Try it. Return the exact lines spanning from the line with "the blue baseball" through the last line of the entries, boundaries included, and no others.

Material for this task section start

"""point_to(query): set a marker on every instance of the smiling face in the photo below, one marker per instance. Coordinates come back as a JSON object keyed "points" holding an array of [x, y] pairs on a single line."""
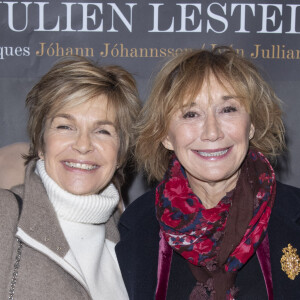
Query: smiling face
{"points": [[81, 147], [210, 137]]}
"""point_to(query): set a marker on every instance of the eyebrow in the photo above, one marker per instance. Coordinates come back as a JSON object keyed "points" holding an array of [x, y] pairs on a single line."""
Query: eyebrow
{"points": [[71, 118]]}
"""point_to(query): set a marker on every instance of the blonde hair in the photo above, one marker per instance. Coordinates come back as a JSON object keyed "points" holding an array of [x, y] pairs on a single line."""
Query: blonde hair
{"points": [[73, 81], [181, 79]]}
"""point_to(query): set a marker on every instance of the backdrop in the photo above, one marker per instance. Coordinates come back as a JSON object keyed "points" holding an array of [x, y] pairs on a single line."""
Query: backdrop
{"points": [[140, 36]]}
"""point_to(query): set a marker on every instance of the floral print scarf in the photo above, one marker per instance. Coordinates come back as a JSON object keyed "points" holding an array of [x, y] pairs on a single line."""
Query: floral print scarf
{"points": [[216, 242]]}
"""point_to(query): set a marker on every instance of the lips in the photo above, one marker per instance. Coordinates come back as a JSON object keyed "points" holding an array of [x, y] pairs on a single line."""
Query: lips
{"points": [[82, 166], [215, 153], [211, 154]]}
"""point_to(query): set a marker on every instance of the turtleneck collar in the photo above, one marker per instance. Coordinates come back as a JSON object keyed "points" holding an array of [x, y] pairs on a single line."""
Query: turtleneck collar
{"points": [[89, 209]]}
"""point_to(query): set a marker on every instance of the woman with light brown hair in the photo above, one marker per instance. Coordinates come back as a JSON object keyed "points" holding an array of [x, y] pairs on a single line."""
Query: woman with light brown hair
{"points": [[58, 239], [217, 225]]}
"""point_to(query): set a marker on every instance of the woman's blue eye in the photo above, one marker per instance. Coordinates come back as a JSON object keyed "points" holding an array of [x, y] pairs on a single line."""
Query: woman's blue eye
{"points": [[65, 127], [189, 114], [229, 109], [103, 131]]}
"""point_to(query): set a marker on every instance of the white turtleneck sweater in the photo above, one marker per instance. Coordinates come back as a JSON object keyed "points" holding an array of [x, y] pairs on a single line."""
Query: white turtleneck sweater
{"points": [[82, 219]]}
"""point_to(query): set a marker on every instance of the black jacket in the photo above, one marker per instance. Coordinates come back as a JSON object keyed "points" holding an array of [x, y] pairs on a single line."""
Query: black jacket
{"points": [[137, 252]]}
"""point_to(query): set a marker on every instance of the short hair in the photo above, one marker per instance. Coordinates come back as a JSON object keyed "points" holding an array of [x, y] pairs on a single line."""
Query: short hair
{"points": [[76, 80], [181, 79]]}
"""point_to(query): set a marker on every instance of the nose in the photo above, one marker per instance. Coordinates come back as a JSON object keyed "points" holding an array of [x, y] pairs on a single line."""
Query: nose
{"points": [[83, 143], [211, 128]]}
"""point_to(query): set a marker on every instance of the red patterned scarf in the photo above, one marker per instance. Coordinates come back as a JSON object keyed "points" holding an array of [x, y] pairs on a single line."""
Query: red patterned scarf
{"points": [[218, 241]]}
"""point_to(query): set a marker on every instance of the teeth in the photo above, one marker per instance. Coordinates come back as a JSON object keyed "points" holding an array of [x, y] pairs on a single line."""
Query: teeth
{"points": [[80, 166], [211, 154]]}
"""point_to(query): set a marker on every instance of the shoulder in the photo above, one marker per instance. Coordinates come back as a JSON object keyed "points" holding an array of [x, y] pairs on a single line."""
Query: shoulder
{"points": [[9, 209], [139, 210], [287, 202]]}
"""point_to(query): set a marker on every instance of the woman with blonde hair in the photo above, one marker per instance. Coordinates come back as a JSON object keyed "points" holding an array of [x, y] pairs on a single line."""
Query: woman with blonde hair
{"points": [[217, 225], [58, 239]]}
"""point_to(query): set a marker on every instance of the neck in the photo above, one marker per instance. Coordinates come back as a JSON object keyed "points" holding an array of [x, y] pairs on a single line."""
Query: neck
{"points": [[211, 193]]}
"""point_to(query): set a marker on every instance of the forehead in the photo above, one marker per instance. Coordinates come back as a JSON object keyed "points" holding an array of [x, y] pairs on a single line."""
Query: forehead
{"points": [[98, 107], [212, 89]]}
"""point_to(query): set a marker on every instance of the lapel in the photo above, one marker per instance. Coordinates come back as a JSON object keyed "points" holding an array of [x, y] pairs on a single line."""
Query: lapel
{"points": [[284, 229], [137, 251]]}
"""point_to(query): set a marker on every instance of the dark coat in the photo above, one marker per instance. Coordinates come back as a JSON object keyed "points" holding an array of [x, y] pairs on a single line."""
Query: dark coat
{"points": [[138, 252]]}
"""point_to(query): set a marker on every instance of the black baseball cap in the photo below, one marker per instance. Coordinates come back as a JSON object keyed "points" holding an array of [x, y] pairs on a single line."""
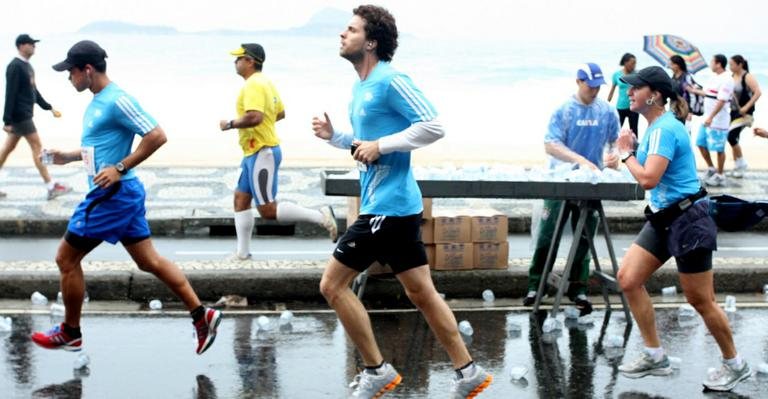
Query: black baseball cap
{"points": [[655, 77], [25, 39], [253, 50], [82, 53]]}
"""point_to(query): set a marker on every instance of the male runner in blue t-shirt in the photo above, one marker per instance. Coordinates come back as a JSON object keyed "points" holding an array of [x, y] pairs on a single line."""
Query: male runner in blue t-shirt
{"points": [[113, 210], [390, 117], [578, 132]]}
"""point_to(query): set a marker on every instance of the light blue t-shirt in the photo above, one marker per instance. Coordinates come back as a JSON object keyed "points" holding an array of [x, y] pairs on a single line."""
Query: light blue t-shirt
{"points": [[584, 129], [622, 101], [668, 138], [111, 121], [387, 102]]}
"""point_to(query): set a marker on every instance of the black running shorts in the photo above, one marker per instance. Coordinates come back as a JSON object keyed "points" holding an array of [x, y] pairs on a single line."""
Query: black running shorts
{"points": [[391, 240]]}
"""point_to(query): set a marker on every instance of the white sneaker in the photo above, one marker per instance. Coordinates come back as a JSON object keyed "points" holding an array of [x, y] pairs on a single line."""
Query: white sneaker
{"points": [[330, 223], [716, 180]]}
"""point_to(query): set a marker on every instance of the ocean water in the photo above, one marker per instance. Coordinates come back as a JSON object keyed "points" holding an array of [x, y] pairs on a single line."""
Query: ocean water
{"points": [[495, 98]]}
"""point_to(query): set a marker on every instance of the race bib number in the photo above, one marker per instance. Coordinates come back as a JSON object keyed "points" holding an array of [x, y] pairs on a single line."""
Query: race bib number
{"points": [[89, 161]]}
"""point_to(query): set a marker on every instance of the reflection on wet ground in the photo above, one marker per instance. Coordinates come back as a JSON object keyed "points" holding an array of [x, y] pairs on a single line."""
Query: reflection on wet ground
{"points": [[152, 356]]}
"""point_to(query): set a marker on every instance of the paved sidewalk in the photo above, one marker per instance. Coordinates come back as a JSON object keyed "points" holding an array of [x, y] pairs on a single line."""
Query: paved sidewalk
{"points": [[183, 200]]}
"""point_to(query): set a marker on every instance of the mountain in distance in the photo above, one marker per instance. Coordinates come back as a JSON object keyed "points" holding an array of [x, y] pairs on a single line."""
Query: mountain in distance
{"points": [[324, 22], [118, 27]]}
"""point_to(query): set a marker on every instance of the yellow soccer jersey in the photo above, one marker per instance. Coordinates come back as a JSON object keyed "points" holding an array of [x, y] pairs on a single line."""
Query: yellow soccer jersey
{"points": [[259, 94]]}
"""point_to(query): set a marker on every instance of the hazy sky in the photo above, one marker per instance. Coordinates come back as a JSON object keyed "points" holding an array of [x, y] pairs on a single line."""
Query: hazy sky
{"points": [[598, 20]]}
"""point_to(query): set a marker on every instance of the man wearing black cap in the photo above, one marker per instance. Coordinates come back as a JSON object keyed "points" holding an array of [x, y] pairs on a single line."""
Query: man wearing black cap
{"points": [[113, 210], [21, 94], [258, 108]]}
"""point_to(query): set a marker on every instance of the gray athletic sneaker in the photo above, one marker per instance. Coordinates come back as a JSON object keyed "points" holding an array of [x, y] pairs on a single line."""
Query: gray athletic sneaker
{"points": [[369, 386], [330, 223], [726, 378], [467, 388], [644, 365]]}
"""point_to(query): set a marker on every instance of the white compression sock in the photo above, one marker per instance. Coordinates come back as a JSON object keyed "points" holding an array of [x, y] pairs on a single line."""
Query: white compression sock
{"points": [[290, 212], [244, 230]]}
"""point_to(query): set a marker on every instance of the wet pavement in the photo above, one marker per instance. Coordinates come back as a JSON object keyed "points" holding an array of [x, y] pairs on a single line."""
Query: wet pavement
{"points": [[137, 353]]}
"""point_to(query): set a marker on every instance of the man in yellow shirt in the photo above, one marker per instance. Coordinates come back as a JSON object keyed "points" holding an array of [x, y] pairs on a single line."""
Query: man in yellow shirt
{"points": [[258, 108]]}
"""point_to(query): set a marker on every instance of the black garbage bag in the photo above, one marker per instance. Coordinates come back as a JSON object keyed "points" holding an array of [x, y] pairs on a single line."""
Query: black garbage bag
{"points": [[735, 214]]}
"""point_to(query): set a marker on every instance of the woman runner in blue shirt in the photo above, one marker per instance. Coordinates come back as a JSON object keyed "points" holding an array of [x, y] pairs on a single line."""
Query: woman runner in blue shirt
{"points": [[678, 225]]}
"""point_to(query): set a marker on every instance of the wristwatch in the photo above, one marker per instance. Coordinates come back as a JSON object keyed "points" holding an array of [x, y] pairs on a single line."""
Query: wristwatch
{"points": [[626, 155], [121, 168]]}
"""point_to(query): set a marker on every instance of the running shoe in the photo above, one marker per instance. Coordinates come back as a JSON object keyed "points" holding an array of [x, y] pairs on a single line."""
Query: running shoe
{"points": [[726, 378], [469, 387], [58, 190], [645, 365], [205, 329], [56, 338], [369, 386], [330, 223]]}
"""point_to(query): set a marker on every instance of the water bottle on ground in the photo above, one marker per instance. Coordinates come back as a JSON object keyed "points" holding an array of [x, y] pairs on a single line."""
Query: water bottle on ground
{"points": [[614, 341], [263, 322], [730, 303], [286, 317], [465, 328], [39, 299], [518, 372], [669, 291], [551, 324], [488, 296], [571, 312], [155, 304], [82, 361], [6, 324], [686, 311]]}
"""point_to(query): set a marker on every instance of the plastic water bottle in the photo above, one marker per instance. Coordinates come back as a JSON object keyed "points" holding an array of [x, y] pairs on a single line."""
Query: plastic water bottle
{"points": [[730, 303], [518, 372], [38, 299], [614, 341], [286, 317], [57, 309], [82, 361], [686, 311], [263, 322], [155, 304], [571, 312], [551, 324], [669, 291], [6, 324], [465, 328], [762, 368]]}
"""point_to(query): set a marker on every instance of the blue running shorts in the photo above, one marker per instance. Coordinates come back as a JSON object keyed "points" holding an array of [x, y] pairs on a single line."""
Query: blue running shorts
{"points": [[112, 214], [258, 174]]}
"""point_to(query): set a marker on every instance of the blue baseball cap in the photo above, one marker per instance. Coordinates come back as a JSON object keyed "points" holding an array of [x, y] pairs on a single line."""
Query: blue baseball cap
{"points": [[591, 74]]}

Material for this task section end

Task result.
"""point_to(query): set a marker on every instance of the blue baseball cap in the photo above, one marker per instance. Coordinates come back as a JSON object keyed "points" holding an array of [x, y] pairs on a single line."""
Query: blue baseball cap
{"points": [[591, 74]]}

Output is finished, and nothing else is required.